Tasks to carry out:
(A) In the forum thread, which site is said to have a random collection of data ranging from "total trash to moderately useful for a proof of concept"?
(B) Write out the forum thread word for word from "ChatGPT plagiarized for" up to and including "as textual data.".
BEGIN Page excerpt
Exactly. People forget about the dirty little secrets that get this stuff started. Cryptocurrency had its value inflated through ransomware payments. Without ransomware bitcoin would be worthless.
ChatGPT plagiarized for free the work of millions of people and trillions of hours. But it can only do that once. Now the AI companies want to pull the ladder up and not let anyone get high quality training data.
So yes you’re exactly right. If we just let AI generate everything it will quickly degrade and our culture will stagnate even more than it has the last fifteen years.
Yeah, this is a good point - ‘competent’ AI/ML depends quite strongly on quality of data being ingested. The ‘wow, look at this’ flood of OpenAI, ChatGPT and the like were all AFAIK done on ‘public internet data’ which includes ofr example generative like MidJourney and the like as well as textual data.
Even before the LLM ‘explosion’ it was already problematic to get reasonably good data for specific use cases - you need a large pool of data for speech for text to accommodate different accents and pronunciation, you need large amounts of data for various automotive or smart city type of applications, etc. or your baseline ‘general’ AI/ML model/application will perform fairly poorly, moreso as environmentals (e.g. training a model for vehicle model recognition in Central America then deploying it in China) change.
Places like Kaggle have a random collection of ‘total trash to moderately useful for a proof of concept’ but rarely something qualitatively complete or thorough enough to make something ‘v1-like’/beyond proof of concept. Synthetic data has been used and is still in use, although in general it’s not all that fast (fun fact that things like Unity and others are in use for synthetic data for AI/ML use).
END Page excerpt
BEGIN Supplied data
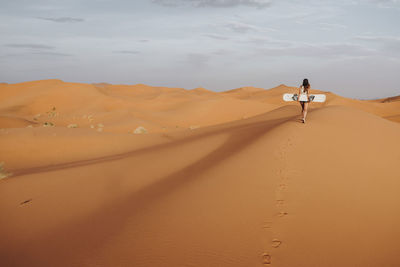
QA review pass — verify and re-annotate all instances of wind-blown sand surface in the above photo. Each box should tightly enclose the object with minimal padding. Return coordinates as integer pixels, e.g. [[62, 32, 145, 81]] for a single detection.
[[0, 80, 400, 267]]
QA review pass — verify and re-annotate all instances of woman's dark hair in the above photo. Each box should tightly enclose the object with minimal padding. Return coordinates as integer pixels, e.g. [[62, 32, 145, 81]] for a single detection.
[[303, 79, 310, 89]]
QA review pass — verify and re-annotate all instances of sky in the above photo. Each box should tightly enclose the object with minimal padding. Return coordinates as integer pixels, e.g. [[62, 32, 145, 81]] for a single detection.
[[0, 0, 400, 99]]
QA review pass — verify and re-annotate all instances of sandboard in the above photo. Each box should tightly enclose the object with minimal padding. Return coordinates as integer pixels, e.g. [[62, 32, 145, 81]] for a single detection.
[[283, 94, 326, 102]]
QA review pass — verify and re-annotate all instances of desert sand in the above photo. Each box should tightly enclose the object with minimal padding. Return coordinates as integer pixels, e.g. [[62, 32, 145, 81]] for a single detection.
[[0, 80, 400, 267]]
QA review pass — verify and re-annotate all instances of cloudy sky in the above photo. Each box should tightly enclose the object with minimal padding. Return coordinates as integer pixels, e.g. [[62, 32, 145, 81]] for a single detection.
[[0, 0, 400, 99]]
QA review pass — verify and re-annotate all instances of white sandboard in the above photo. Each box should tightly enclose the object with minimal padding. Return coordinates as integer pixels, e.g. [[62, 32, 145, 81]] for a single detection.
[[283, 94, 326, 102]]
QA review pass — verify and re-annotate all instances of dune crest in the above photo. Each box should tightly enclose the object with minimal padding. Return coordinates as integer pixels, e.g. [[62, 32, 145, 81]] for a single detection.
[[0, 80, 400, 267]]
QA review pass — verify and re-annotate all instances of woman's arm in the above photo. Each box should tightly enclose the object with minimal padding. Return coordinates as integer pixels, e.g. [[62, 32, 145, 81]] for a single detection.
[[297, 86, 301, 101]]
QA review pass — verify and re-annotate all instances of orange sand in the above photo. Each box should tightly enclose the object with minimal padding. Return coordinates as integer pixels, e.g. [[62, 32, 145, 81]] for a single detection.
[[0, 80, 400, 267]]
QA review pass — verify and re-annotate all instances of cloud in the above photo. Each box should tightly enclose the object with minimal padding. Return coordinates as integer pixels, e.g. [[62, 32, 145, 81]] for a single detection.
[[32, 52, 72, 57], [355, 35, 400, 53], [186, 53, 210, 68], [153, 0, 272, 8], [113, 50, 140, 55], [204, 33, 229, 40], [223, 21, 276, 33], [257, 43, 377, 58], [5, 43, 55, 50], [37, 17, 85, 23]]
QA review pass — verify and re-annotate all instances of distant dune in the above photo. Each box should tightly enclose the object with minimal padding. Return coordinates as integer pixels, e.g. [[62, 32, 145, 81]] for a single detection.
[[0, 80, 400, 267]]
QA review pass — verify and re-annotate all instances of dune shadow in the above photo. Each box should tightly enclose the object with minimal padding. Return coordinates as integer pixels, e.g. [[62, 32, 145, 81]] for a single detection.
[[6, 113, 293, 266]]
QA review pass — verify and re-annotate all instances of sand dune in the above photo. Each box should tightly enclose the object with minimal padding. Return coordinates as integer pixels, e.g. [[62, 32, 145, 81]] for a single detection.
[[0, 80, 400, 267]]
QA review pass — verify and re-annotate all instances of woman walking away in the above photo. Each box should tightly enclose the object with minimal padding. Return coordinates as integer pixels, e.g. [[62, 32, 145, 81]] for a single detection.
[[298, 79, 310, 123]]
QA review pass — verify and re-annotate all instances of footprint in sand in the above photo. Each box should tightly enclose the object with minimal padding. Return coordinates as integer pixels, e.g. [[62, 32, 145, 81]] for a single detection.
[[262, 253, 271, 265], [272, 241, 282, 248], [263, 222, 272, 229], [19, 198, 32, 206], [279, 184, 287, 190], [278, 211, 288, 217]]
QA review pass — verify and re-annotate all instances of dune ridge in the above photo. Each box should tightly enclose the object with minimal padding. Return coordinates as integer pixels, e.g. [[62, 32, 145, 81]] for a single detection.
[[0, 80, 400, 267]]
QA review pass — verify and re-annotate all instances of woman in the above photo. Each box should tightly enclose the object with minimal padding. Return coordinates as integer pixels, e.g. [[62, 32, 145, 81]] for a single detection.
[[298, 79, 310, 123]]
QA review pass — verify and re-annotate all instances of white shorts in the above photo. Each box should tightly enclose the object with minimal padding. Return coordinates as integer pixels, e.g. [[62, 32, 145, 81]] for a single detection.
[[299, 94, 309, 102]]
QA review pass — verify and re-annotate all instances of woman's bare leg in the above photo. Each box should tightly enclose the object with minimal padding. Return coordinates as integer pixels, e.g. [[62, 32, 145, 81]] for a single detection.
[[303, 102, 308, 122]]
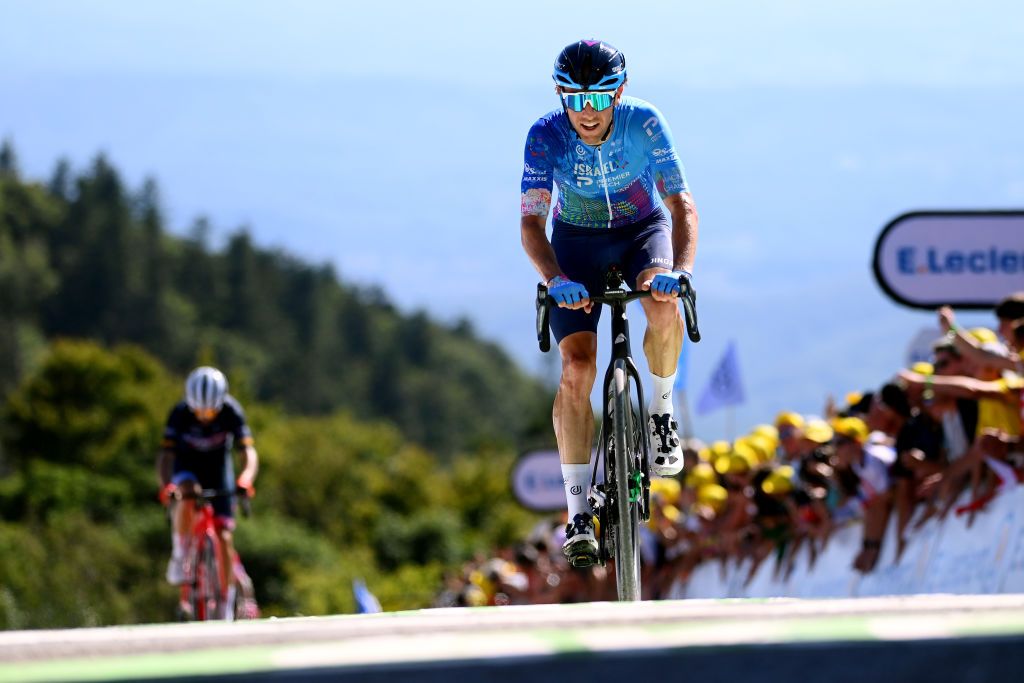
END Supplied data
Solution set:
(A) Kaggle

(B)
ChatGPT plagiarized for free the work of millions of people and trillions of hours. But it can only do that once. Now the AI companies want to pull the ladder up and not let anyone get high quality training data.
So yes you’re exactly right. If we just let AI generate everything it will quickly degrade and our culture will stagnate even more than it has the last fifteen years.
Yeah, this is a good point - ‘competent’ AI/ML depends quite strongly on quality of data being ingested. The ‘wow, look at this’ flood of OpenAI, ChatGPT and the like were all AFAIK done on ‘public internet data’ which includes ofr example generative like MidJourney and the like as well as textual data.